▼▼▼

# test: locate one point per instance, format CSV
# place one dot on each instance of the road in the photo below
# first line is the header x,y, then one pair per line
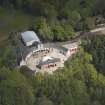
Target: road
x,y
97,31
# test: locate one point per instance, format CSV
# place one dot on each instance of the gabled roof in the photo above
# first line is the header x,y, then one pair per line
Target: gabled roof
x,y
49,61
28,36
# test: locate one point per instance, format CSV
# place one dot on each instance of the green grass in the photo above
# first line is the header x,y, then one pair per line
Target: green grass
x,y
12,21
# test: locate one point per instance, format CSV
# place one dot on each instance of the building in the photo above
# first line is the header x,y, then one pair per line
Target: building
x,y
69,49
48,63
29,38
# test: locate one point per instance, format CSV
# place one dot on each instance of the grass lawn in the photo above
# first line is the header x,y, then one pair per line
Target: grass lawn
x,y
11,20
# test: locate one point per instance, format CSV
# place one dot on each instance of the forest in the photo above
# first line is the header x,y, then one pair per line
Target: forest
x,y
82,81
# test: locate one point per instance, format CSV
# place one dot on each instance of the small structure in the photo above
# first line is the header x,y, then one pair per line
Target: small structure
x,y
48,63
29,38
69,49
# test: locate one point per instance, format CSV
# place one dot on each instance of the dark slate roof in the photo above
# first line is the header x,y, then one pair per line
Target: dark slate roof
x,y
49,61
63,48
29,36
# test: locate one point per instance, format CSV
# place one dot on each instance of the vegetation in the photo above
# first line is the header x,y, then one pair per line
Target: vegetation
x,y
52,20
95,46
81,82
77,84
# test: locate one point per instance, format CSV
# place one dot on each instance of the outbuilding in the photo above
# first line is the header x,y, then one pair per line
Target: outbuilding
x,y
29,38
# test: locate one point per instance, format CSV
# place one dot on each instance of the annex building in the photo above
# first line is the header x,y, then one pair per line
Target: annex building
x,y
29,38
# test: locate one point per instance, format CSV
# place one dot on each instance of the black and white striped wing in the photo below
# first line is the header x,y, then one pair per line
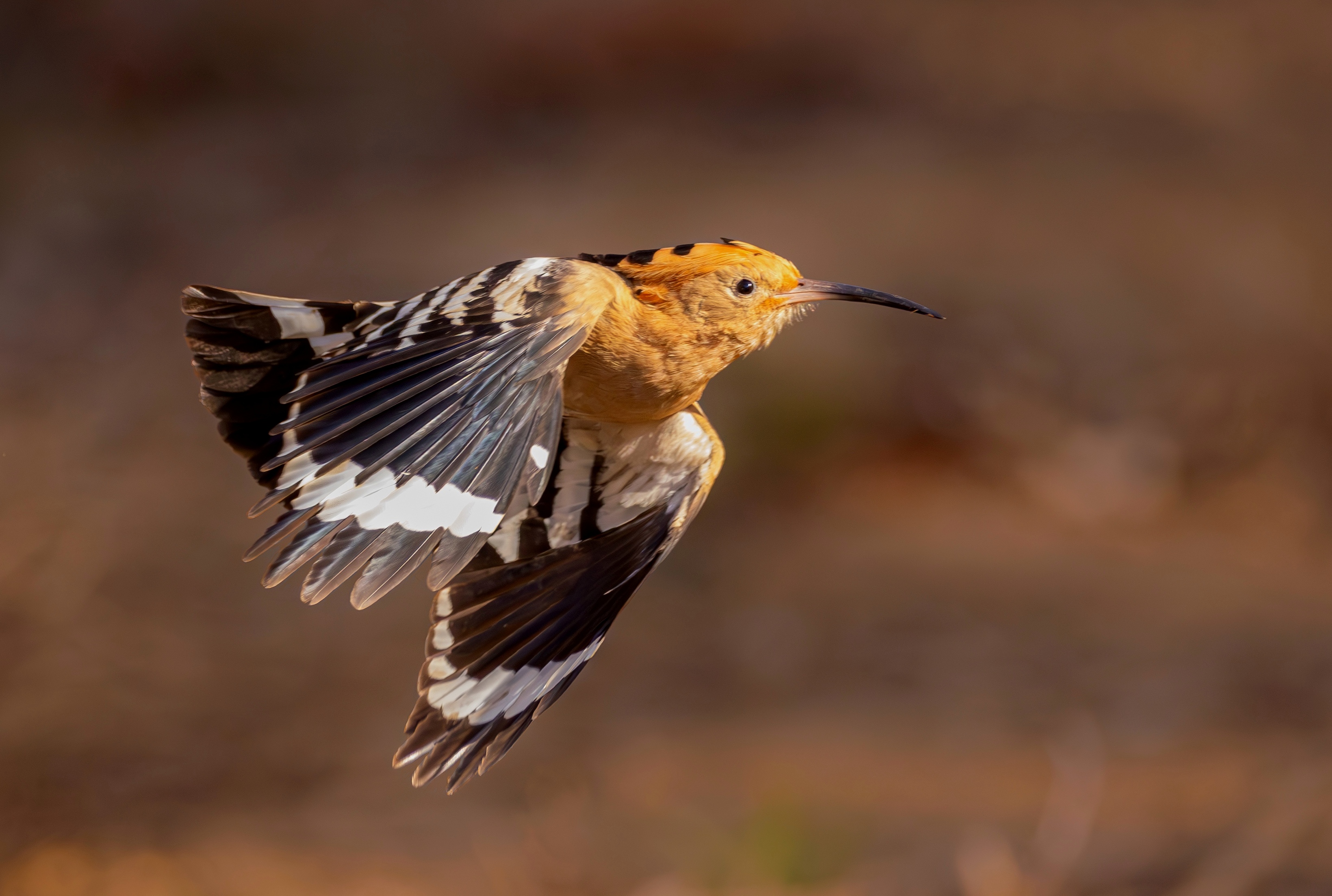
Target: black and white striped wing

▲▲▲

* Problem description
Output the data above without changes, apart from leaving out the pictures.

* Result for this exercise
# test: locate one point per instance, format CSV
# place one dot on each instance of the road in the photo below
# first line is the header x,y, then one pair per line
Target: road
x,y
97,31
# test: locate one point per instance, format CSV
# place one dot on each instance of the gabled roof in the photo above
# first line is the header x,y, then one pair per line
Target: gabled roof
x,y
49,61
28,36
# test: locate one point per instance, format CSV
# place one dot on each instance of the green grass in the photo above
# first line is the header x,y, then one pair per line
Target: green grass
x,y
12,21
# test: locate one point per instance, format CSV
# place one dot on each instance of the building in the photo above
# first line is the header x,y, then one pair per line
Target: building
x,y
69,49
48,63
29,38
# test: locate one point per instance, format CSV
# place one dot on each instance of the grass lawn in the photo above
# first line is the header x,y, then one pair per line
Target: grass lawn
x,y
11,20
# test: locate one point per instance, format CSV
# place one dot on each instance of the forest in the photo above
# first line is the header x,y, then one pair per line
Target: forest
x,y
82,81
# test: locate one point per instance, format CSV
# place one dot on each instance of the small structure in the photo above
# first line is the header x,y, then one pair per line
Target: small structure
x,y
48,63
29,38
69,49
# test: locate one point per instance, format CSV
# place one dot on each instance of the dark slate roof in the photo above
# first line is the header x,y, then one pair per line
Target: dark slate roof
x,y
49,61
63,48
29,36
# test: locate one point per instance, format CSV
# place one dot on each instance of the vegetation in the photo above
# first line is the header x,y, then one pair per line
Target: vegetation
x,y
52,20
95,46
81,82
77,84
# test: locate one point per instance, format CSV
# place one dot on each instance of the outbuilding in the photo above
# first line is the header x,y, then one pair per line
Target: outbuilding
x,y
29,38
# test: locate one point per instance, format CSV
# place one dot on each instance of the annex building in the photo above
# first line is the header x,y, then one pair per line
Target: annex building
x,y
29,38
# test: locate one point per instance, format CSV
# place one dot on each instance of the black and white striped wing in the photo below
# first line is the header x,y, then one pair per line
Target: black and white striped wing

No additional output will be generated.